Request: Pull out of the material below, word for word, the part that opens with the line containing "Please tag the white window" and closes with the line containing "column 206, row 228". Include both of those lines.

The data:
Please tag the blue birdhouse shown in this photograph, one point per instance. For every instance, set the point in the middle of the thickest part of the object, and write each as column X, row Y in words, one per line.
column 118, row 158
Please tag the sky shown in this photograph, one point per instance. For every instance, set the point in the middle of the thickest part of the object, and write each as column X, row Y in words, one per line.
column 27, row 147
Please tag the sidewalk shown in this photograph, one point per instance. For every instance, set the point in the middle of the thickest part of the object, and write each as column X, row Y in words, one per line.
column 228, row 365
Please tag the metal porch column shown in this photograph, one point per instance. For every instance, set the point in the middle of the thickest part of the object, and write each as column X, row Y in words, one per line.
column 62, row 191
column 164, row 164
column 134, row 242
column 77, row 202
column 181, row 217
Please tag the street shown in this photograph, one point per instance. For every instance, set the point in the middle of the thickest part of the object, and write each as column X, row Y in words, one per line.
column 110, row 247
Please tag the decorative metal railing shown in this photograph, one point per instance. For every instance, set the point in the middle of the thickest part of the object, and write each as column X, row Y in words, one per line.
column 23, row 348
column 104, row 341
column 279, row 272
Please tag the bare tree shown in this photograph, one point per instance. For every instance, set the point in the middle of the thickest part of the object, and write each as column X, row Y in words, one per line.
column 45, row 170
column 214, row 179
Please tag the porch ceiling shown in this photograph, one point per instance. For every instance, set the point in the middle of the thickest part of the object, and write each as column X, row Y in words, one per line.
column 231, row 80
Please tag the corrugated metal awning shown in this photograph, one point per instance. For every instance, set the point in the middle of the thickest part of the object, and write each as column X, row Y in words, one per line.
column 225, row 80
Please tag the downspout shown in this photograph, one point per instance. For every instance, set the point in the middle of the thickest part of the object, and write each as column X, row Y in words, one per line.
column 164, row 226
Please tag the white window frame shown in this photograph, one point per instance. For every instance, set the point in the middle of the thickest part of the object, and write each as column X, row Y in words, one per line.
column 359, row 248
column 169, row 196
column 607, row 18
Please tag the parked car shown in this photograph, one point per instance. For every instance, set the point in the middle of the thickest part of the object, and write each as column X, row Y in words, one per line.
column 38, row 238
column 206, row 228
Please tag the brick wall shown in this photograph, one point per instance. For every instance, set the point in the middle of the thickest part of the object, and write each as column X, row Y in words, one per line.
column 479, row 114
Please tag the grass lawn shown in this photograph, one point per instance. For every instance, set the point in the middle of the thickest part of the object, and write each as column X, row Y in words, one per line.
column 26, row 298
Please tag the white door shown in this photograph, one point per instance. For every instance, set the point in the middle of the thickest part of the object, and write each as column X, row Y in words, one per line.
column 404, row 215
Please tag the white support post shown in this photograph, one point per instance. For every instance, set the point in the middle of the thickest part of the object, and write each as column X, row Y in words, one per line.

Finished answer:
Please tag the white window frame shown in this photograph, one point per instance. For every instance, set the point in the middle of the thickest part of the object, and write each as column X, row Y in words, one per line.
column 359, row 248
column 169, row 196
column 607, row 18
Please tag the parked car shown in this photograph, one point per instance. For every instance, set the point in the middle of the thickest part of the object, and write each as column X, row Y in words, one per line.
column 38, row 238
column 206, row 228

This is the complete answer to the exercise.